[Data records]
[start]
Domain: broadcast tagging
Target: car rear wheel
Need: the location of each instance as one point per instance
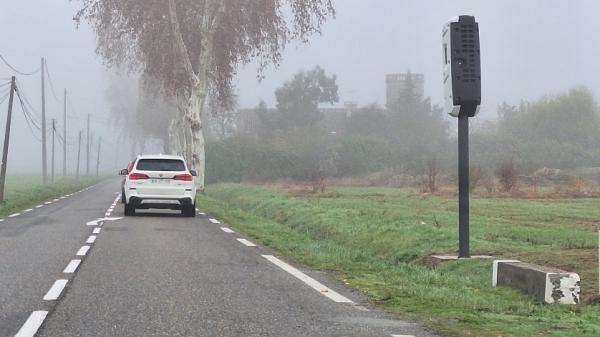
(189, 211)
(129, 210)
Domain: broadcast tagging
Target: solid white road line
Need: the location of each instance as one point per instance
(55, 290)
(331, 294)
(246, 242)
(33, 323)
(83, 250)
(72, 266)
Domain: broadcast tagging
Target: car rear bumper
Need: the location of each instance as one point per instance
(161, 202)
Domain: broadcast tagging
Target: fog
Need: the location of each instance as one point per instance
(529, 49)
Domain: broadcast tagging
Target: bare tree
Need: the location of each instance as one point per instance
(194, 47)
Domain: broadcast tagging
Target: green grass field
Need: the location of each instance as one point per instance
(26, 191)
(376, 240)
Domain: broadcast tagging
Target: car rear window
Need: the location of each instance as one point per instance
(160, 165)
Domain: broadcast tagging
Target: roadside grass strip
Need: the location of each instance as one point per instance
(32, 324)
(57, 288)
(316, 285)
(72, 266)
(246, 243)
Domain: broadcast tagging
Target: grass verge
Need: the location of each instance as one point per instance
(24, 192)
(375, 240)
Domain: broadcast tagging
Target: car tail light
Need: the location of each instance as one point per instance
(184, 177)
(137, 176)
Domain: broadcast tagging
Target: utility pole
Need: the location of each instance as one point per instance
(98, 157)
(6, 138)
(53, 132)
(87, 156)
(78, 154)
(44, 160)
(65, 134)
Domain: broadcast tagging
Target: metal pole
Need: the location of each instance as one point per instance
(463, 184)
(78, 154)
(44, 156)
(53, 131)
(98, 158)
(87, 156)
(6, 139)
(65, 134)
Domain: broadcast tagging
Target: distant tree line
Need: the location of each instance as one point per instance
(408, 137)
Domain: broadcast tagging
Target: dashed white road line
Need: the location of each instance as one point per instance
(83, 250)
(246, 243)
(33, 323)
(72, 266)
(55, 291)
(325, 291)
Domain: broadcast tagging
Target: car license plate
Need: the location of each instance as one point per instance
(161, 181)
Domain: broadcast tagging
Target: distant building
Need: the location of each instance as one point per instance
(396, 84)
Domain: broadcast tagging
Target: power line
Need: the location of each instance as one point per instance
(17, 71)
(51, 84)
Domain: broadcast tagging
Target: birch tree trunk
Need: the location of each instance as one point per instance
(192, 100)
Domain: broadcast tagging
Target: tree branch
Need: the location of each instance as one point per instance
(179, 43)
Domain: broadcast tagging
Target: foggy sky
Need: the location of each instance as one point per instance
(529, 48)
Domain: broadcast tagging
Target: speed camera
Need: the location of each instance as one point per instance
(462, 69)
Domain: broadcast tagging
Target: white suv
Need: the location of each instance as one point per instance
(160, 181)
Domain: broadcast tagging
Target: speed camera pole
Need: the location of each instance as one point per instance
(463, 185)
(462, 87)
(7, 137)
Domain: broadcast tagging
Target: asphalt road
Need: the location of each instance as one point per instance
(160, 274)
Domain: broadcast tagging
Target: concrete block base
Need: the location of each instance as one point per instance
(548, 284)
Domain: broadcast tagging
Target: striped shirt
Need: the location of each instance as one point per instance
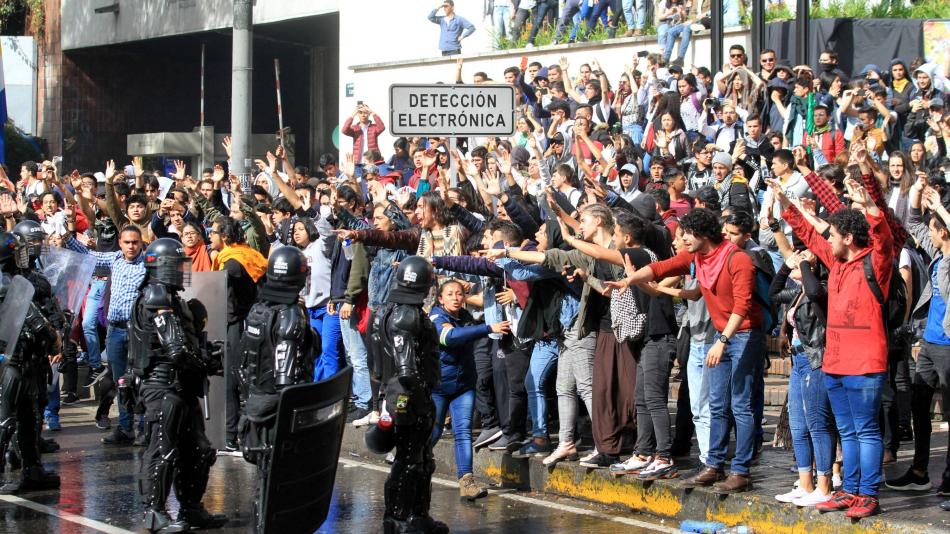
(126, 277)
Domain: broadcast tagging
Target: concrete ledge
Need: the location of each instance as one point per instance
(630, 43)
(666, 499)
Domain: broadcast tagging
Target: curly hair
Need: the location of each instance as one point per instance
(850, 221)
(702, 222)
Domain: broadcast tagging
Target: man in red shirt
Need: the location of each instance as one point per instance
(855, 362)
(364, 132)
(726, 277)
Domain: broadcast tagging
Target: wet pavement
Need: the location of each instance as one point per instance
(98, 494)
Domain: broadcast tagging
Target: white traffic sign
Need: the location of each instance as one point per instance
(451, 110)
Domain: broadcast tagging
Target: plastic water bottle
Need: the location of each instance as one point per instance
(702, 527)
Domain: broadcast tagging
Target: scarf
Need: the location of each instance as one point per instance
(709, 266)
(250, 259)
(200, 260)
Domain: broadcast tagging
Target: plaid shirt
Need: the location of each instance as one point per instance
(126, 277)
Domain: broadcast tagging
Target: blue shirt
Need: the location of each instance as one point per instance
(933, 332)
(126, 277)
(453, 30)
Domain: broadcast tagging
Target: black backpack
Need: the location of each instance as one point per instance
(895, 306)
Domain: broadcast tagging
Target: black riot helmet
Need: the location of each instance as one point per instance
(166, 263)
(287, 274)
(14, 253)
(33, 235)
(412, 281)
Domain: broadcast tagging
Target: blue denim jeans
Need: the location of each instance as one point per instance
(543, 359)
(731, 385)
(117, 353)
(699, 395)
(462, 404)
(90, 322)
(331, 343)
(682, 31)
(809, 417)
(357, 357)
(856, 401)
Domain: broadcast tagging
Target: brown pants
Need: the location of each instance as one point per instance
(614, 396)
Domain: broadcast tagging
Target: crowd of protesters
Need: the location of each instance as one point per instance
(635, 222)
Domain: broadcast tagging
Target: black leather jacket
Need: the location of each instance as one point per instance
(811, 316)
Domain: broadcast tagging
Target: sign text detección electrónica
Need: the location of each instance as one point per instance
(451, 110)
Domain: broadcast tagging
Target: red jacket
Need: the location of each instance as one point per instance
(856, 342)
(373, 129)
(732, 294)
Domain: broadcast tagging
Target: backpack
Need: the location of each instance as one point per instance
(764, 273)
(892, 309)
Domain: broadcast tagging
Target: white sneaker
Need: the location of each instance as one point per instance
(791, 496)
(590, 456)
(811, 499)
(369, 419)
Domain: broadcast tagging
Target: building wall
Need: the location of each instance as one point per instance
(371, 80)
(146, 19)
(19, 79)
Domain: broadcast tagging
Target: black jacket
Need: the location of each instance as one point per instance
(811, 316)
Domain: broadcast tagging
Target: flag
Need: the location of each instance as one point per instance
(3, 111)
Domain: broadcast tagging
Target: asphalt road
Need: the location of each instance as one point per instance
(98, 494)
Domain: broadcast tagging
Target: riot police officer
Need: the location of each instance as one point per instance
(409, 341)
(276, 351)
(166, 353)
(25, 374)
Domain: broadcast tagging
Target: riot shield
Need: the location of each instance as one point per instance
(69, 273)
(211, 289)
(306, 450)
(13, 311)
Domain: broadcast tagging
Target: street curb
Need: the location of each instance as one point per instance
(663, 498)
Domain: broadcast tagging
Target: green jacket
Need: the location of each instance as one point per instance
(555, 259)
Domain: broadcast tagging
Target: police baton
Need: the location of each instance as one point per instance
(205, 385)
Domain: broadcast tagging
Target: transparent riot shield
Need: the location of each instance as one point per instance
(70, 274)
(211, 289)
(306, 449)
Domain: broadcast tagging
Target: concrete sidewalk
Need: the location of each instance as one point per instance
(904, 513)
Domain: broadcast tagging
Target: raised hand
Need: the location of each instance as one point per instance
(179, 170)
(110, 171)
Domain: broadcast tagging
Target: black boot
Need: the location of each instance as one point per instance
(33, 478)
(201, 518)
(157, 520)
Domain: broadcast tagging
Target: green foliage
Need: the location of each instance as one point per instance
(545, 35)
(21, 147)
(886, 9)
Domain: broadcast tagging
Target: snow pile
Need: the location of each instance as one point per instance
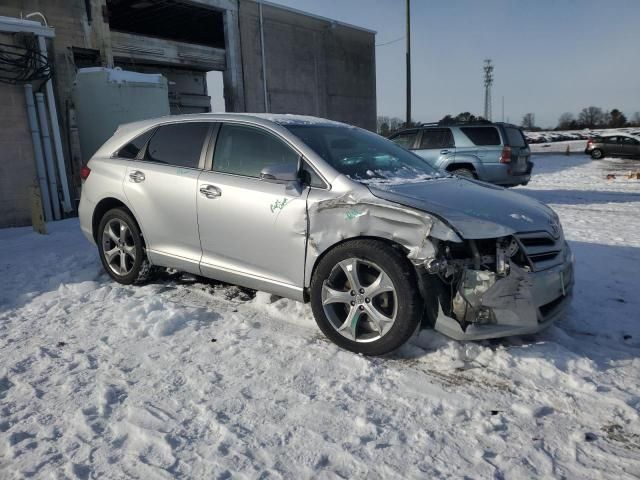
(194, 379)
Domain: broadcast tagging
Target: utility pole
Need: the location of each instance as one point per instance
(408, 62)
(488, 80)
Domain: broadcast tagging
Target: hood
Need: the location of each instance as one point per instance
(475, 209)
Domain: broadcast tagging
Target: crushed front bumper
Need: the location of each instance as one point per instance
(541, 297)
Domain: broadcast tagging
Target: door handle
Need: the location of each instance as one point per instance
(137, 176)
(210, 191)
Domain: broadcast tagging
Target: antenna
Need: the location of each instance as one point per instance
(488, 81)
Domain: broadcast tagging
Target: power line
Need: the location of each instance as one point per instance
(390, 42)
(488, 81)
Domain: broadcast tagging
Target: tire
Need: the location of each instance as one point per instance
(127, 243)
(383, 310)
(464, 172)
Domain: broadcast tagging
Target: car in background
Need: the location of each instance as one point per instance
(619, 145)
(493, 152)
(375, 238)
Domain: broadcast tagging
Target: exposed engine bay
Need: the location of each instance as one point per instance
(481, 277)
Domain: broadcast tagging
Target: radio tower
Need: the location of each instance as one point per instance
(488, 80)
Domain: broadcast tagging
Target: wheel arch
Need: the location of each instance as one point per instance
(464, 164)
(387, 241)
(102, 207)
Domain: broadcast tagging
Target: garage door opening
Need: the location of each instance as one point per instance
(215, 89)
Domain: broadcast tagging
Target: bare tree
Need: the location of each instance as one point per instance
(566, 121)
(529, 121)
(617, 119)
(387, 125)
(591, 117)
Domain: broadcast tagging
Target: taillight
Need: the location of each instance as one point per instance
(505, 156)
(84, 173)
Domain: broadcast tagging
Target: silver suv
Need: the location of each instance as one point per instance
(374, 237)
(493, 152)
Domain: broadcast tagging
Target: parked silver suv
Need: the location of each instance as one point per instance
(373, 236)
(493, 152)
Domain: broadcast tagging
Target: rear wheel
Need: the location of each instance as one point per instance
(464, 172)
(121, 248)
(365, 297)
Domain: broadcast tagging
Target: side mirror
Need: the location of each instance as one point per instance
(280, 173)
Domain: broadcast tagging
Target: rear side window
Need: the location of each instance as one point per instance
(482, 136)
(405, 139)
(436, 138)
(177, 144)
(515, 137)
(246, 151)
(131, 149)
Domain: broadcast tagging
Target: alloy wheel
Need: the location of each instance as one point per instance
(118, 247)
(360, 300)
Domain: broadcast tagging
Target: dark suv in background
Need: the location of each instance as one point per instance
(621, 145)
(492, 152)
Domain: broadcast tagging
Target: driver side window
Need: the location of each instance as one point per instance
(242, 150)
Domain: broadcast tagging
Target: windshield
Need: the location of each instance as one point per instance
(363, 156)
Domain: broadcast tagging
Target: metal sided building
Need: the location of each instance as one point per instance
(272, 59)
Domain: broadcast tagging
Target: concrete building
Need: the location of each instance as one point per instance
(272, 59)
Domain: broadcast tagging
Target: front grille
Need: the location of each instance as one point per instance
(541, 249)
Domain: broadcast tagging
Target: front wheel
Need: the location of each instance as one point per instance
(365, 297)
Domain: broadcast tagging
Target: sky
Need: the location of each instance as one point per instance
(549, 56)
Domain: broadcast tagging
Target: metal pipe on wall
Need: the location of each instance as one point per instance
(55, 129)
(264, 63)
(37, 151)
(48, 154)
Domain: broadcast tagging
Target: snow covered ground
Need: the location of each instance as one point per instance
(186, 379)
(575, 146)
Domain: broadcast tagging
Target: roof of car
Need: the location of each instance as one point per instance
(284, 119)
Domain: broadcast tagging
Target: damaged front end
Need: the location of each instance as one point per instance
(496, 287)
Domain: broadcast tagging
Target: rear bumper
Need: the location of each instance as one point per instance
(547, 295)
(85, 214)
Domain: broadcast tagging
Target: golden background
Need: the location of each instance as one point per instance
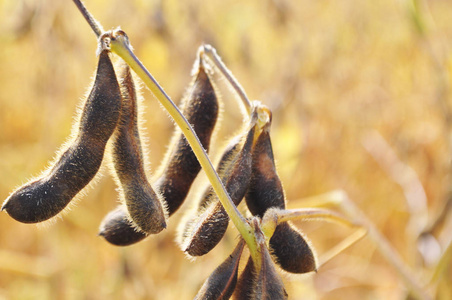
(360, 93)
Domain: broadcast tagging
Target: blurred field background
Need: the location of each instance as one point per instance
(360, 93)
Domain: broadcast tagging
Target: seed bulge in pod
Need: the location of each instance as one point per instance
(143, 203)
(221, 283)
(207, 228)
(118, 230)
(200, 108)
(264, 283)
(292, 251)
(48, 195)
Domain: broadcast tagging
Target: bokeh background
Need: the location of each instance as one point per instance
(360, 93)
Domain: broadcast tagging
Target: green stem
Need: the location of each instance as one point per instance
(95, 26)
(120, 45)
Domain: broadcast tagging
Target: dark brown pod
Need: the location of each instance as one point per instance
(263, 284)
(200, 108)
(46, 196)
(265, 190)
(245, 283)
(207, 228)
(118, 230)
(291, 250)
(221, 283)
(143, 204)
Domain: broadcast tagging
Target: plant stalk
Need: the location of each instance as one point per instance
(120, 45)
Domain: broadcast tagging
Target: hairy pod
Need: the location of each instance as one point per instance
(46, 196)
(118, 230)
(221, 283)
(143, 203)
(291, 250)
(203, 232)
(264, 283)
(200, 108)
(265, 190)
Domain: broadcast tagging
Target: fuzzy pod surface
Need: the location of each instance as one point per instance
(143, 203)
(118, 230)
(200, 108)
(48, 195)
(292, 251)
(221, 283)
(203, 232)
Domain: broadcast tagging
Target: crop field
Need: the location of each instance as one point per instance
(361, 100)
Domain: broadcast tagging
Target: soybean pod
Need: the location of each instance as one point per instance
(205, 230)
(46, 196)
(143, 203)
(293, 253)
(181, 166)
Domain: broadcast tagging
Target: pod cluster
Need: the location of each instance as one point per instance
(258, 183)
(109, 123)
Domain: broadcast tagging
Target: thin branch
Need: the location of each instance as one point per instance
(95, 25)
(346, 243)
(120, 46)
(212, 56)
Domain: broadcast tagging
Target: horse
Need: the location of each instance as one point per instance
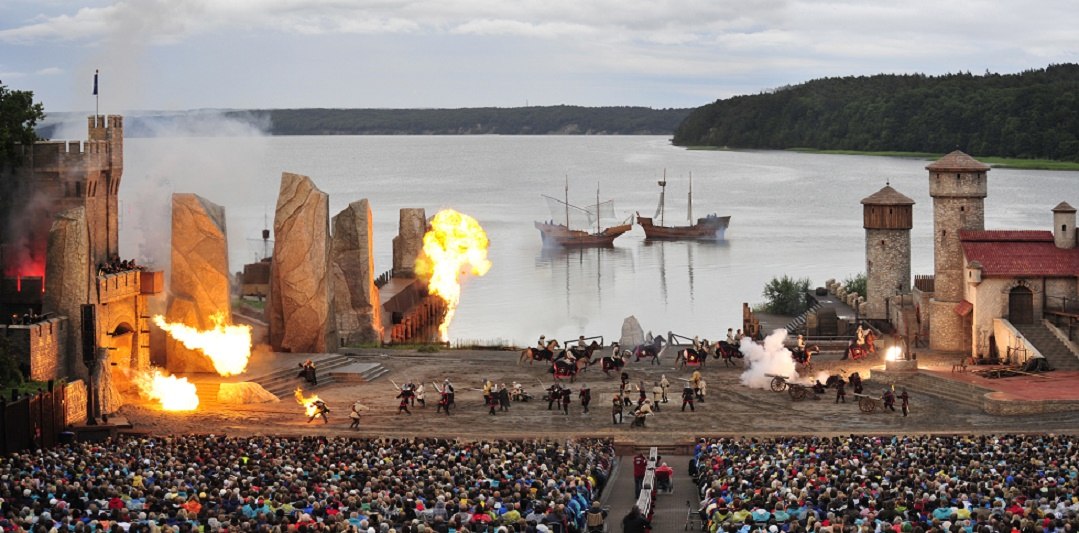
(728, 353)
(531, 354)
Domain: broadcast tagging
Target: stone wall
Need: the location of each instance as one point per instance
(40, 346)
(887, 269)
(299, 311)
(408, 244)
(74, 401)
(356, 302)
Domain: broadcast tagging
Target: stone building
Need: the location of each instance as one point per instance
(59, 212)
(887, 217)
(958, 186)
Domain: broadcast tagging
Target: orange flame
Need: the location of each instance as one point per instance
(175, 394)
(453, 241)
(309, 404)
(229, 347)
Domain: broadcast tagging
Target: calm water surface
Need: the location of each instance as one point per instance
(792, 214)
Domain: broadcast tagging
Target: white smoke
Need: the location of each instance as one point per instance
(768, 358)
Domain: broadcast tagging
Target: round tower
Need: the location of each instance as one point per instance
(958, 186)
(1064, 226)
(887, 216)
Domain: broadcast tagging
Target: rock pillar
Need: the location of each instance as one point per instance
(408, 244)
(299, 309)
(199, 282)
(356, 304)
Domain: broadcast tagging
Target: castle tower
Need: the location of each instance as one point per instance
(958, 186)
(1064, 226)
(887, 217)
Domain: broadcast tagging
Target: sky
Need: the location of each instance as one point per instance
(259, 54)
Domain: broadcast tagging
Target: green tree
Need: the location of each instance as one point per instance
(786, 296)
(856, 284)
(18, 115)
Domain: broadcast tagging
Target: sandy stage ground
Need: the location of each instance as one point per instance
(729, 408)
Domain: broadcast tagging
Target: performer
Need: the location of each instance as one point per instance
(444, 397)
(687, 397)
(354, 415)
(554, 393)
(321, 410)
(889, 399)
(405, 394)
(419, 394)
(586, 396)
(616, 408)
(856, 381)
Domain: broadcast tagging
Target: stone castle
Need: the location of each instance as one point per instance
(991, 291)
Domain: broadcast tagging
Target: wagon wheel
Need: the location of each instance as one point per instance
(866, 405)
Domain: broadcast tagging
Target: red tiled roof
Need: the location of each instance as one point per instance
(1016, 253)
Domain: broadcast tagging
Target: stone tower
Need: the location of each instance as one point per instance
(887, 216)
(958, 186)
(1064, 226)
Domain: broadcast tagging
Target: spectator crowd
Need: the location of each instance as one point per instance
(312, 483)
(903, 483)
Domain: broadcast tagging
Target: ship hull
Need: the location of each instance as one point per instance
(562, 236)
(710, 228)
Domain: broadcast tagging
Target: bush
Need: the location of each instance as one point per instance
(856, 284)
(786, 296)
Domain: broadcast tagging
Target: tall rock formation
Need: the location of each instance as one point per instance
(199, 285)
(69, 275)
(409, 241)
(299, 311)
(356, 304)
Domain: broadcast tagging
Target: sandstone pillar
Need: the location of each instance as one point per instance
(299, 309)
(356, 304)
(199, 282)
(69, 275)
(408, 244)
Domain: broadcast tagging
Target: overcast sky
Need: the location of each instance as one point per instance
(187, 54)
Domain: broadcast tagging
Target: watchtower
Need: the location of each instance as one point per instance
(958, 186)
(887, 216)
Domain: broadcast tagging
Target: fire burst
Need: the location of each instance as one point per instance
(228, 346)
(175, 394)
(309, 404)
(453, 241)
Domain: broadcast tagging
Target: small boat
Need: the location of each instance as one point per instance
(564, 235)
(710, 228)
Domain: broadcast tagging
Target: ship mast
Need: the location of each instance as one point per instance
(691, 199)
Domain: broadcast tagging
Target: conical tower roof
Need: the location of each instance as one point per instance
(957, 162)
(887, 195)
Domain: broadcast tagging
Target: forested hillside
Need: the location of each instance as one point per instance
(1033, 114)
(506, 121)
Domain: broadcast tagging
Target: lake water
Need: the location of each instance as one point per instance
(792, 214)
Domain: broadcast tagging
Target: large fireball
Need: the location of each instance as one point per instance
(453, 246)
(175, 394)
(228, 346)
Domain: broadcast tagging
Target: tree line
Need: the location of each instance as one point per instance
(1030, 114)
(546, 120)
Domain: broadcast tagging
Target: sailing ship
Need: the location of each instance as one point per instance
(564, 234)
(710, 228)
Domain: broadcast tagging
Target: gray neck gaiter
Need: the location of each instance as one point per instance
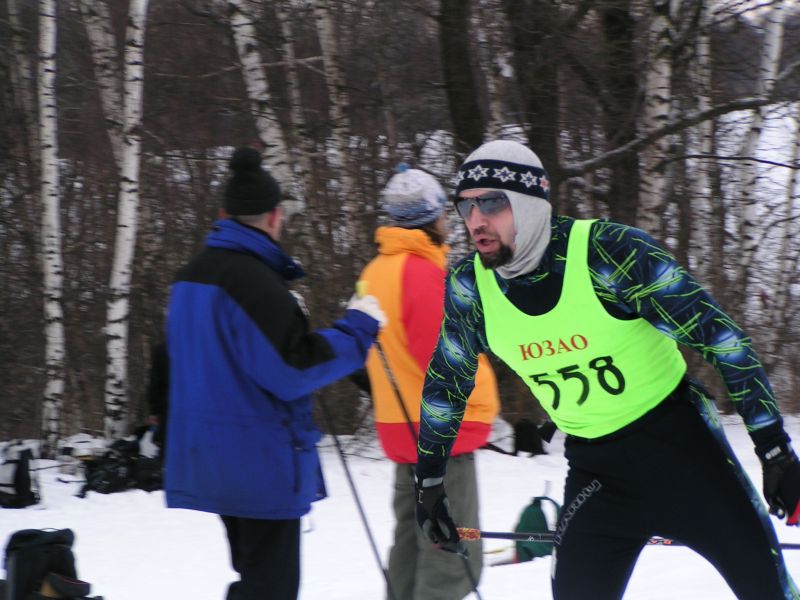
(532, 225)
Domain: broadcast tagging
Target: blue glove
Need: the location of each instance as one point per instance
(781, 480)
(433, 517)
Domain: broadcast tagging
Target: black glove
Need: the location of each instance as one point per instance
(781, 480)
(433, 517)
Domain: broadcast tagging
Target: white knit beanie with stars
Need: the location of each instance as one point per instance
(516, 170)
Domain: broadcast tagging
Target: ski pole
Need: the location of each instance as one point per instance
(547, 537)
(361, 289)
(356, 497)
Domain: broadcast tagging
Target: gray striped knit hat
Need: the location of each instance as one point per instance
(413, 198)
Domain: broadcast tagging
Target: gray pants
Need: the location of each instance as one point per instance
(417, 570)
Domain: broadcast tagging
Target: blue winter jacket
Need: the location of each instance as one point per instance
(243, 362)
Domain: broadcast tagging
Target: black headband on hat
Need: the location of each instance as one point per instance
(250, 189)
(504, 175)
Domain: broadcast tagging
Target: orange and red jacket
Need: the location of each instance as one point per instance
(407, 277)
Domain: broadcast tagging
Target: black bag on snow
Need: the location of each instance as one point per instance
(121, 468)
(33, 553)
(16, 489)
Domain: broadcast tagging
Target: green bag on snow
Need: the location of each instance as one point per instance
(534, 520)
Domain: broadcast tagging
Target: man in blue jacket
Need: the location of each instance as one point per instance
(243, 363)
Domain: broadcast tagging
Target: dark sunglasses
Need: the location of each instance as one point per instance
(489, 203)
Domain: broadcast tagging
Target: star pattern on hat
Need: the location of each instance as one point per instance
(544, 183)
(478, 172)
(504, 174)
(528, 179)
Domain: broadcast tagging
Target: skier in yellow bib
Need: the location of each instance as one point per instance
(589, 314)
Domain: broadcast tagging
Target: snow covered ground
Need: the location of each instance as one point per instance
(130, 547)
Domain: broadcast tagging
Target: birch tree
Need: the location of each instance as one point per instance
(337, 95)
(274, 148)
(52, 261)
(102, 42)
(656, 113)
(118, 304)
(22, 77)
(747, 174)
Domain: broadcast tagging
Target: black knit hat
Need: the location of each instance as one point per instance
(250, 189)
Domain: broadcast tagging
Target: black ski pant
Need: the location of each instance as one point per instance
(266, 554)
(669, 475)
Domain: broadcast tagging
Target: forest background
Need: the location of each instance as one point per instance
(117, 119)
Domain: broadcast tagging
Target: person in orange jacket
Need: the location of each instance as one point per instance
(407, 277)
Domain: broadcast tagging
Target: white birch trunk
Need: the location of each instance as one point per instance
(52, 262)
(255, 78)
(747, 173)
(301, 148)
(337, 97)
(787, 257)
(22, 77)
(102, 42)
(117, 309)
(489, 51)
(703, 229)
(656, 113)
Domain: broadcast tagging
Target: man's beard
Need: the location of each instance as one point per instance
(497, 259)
[end]
» **EXERCISE REQUIREMENTS**
Report every line of the rows above that contains the word "birch". Treat uppercase and lowercase as distinct.

» **THE SOLUTION**
Target: birch tree trunk
Target: birch tree
Target: white birch trunk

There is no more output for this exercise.